▶ [EXCERPTED TEXT]

Tackling Seafood Fraud: FISH-FIT Emerges as a Key Tool for Verifying Seafood Authenticity Across Europe

Seafood fraud, which includes deliberate mislabelling and substitution of species, poses a serious risk to consumer safety and threatens the sustainability of marine ecosystems.

In response, a consortium of leading European research institutions has launched FISH-FIT, a cutting-edge digital tool that brings together genetic data and verified biological samples to improve the accuracy and efficiency of seafood authentication.

The platform, developed under the SEATRACES project and led by Germany’s Max Rubner Institute, is designed for official control laboratories and research centres. Access is granted to registered users and includes a biobank of authenticated tissue samples, validated DNA sequences, standardised analytical methods, and a built-in sequence alignment tool.

“FISH-FIT contributes to the long-term harmonisation of seafood authentication methods across Europe,” the authors write in their recent publication in Food Control.

FISH-FIT is not just a sequence repository. It goes further by offering real biological material — over 150 tissue samples representing 78 species, including key commercial fish such as hake, cod, tuna, and sole, as well as molluscs and crustaceans. Each sample is fully documented with traceability data, quality indicators, and geographic origin.

▶ [GIVEN INFORMATION]

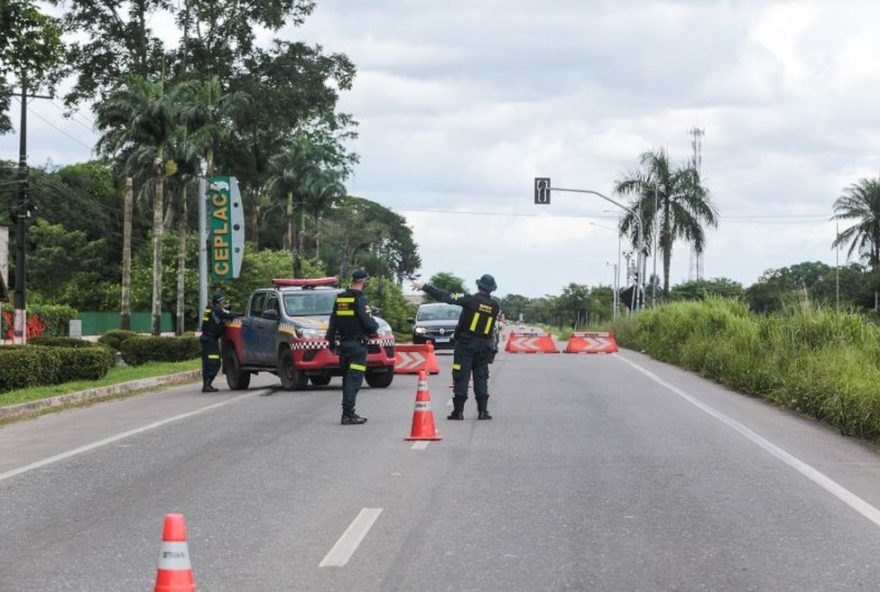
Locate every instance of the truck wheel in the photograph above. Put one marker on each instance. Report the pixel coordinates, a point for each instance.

▶ [SET OF TASKS]
1. Decide whether each statement agrees with the seafood fraud article. Answer yes or no for each, and quote the words of the article that settle it.
(a) The development of FISH-FIT was led by an institute in Germany.
(b) The FISH-FIT biobank contains over 150 tissue samples representing 78 species.
(c) Anyone can use FISH-FIT without registering.
2. Reproduce the part of the seafood fraud article that opens with the words containing "The platform, developed" and closes with "in Food Control.".
3. Write what comes next in the seafood fraud article, starting after its final sentence.

▶ [ANSWERS TO THE EXERCISE]
1.
(a) Yes: "led by Germany’s Max Rubner Institute"
(b) Yes: "over 150 tissue samples representing 78 species"
(c) No: "Access is granted to registered users"

2.
The platform, developed under the SEATRACES project and led by Germany’s Max Rubner Institute, is designed for official control laboratories and research centres. Access is granted to registered users and includes a biobank of authenticated tissue samples, validated DNA sequences, standardised analytical methods, and a built-in sequence alignment tool.

“FISH-FIT contributes to the long-term harmonisation of seafood authentication methods across Europe,” the authors write in their recent publication in Food Control.

3.
Each tissue sample is linked to a verified DNA sequence, generated following standardised protocols and reviewed by experts at the Max Rubner Institute. Registered users may request small portions of tissue for their own analyses — strictly for scientific or official purposes — in accordance with the Nagoya Protocol and EU regulations on genetic resources.

Meeting the Needs of Europe's Control Labs

Before the launch of FISH-FIT, a survey was conducted among 56 European laboratories specialising in food authenticity. The findings revealed that 90% regularly used DNA-based techniques such as Sanger sequencing and real-time PCR. A clear majority highlighted the urgent need for access to verified tissue samples, reliable sequences and detailed method protocols.

FISH-FIT delivers on these needs. The platform incorporates a sequence alignment tool based on the Smith-Waterman algorithm, alongside a curated library of analytical protocols aligned with ISO, DIN, and CEN standards. It also features a decision tree to help users select the most appropriate method for their specific sample type.

A key strength of FISH-FIT lies in its emphasis on data quality and traceability. Unlike open databases such as GenBank or BOLD, all sequences in FISH-FIT are rigorously validated and linked to verified physical specimens. This significantly reduces the risk of species misidentification, a known issue in public repositories.

While FISH-FIT currently focuses on commercially important European species, its developers aim to expand the platform through future collaborations.

“Although the current dataset is limited, the added value of FISH-FIT lies in the quality and reliability of the information provided,” the authors note.

With FISH-FIT, Europe takes a decisive step in safeguarding its seafood supply — promoting transparency, food safety and sustainability in the face of an increasingly complex and globalised market.